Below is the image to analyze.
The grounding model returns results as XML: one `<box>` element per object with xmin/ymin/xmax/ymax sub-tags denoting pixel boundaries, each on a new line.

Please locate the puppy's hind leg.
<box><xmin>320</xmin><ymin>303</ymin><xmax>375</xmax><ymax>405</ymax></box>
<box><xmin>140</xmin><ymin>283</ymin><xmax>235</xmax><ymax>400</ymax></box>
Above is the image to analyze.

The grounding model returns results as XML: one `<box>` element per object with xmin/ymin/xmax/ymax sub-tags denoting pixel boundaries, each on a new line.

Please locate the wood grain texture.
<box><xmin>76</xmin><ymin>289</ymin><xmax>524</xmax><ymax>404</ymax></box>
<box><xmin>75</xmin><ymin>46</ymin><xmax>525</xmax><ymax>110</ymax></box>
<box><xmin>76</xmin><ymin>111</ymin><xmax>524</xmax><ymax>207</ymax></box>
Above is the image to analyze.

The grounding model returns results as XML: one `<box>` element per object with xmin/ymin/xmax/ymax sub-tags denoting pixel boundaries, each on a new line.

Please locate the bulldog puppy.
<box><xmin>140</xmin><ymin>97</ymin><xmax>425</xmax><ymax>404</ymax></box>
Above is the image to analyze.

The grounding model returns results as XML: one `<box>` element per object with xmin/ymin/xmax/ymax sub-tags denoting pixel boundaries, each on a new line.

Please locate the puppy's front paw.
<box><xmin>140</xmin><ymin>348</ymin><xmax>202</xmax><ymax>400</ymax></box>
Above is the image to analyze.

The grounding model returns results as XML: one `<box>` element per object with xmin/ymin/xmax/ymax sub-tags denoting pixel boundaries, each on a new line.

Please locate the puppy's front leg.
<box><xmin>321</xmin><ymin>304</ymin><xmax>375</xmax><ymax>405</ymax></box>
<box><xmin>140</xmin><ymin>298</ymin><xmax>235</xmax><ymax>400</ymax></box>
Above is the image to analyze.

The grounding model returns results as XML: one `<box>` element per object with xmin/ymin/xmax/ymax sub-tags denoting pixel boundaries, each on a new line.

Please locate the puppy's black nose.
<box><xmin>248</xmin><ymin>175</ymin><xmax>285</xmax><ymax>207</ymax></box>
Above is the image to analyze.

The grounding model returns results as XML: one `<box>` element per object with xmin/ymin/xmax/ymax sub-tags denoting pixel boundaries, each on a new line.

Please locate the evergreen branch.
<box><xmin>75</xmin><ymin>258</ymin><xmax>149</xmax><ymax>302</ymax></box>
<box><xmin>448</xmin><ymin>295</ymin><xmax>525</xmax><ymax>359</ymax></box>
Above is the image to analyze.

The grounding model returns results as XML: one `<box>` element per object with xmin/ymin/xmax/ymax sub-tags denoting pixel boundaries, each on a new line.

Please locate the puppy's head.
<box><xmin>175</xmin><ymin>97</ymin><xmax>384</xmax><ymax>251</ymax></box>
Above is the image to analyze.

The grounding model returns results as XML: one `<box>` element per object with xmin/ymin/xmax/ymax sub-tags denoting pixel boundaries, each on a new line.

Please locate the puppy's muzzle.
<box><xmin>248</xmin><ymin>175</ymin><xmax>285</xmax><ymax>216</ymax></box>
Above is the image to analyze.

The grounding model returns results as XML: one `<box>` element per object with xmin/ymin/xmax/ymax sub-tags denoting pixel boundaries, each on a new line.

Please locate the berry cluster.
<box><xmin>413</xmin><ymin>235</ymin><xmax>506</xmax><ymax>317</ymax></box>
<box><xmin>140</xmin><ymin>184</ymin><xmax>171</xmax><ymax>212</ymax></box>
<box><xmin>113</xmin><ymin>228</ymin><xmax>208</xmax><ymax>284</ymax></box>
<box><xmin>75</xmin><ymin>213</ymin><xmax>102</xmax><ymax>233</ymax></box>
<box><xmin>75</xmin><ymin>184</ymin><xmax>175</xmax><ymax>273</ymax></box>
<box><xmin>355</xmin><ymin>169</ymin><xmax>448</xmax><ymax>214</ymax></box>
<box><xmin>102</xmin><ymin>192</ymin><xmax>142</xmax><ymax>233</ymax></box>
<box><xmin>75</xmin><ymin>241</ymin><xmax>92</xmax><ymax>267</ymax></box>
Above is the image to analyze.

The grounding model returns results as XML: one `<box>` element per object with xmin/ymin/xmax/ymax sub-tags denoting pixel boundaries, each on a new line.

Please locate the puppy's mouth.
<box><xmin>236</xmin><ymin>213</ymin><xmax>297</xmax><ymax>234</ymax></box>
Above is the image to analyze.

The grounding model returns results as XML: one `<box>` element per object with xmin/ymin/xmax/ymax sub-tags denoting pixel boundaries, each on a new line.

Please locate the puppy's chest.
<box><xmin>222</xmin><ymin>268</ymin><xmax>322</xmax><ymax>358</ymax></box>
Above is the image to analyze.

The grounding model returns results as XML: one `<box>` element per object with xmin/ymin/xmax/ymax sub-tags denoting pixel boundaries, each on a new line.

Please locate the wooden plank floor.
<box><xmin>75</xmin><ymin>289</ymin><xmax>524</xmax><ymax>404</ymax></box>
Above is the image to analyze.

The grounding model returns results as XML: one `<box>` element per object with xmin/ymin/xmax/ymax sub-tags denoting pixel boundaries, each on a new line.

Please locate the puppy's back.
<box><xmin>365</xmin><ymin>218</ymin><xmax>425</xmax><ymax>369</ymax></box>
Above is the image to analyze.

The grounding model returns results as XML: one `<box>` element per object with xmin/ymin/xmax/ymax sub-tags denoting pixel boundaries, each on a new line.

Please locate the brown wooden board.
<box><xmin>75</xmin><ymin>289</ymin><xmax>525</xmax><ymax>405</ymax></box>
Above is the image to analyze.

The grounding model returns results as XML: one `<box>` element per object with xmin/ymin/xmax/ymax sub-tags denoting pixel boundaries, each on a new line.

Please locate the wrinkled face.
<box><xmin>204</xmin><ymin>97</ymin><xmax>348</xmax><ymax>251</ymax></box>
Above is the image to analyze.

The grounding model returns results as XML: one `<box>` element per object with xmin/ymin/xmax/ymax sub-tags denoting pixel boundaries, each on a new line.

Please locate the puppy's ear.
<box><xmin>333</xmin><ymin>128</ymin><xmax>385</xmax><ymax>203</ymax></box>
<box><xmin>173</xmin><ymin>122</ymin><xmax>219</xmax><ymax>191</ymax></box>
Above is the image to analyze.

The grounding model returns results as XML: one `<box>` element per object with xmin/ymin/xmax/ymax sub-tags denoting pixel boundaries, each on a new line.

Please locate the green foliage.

________________________________________

* [WHAT YOU HAVE TO DO] Select each line in the rows above that contains the word "puppy", and copy those lines.

* [TASK OUTPUT]
Please locate the puppy's hind leg.
Please locate the bulldog puppy.
Please locate the puppy's front paw.
Please locate the puppy's front leg.
Please locate the puppy's black nose.
Please locate the puppy's head.
Please locate the puppy's muzzle.
Please locate the puppy's mouth.
Please locate the puppy's chest.
Please locate the puppy's back.
Please locate the puppy's ear.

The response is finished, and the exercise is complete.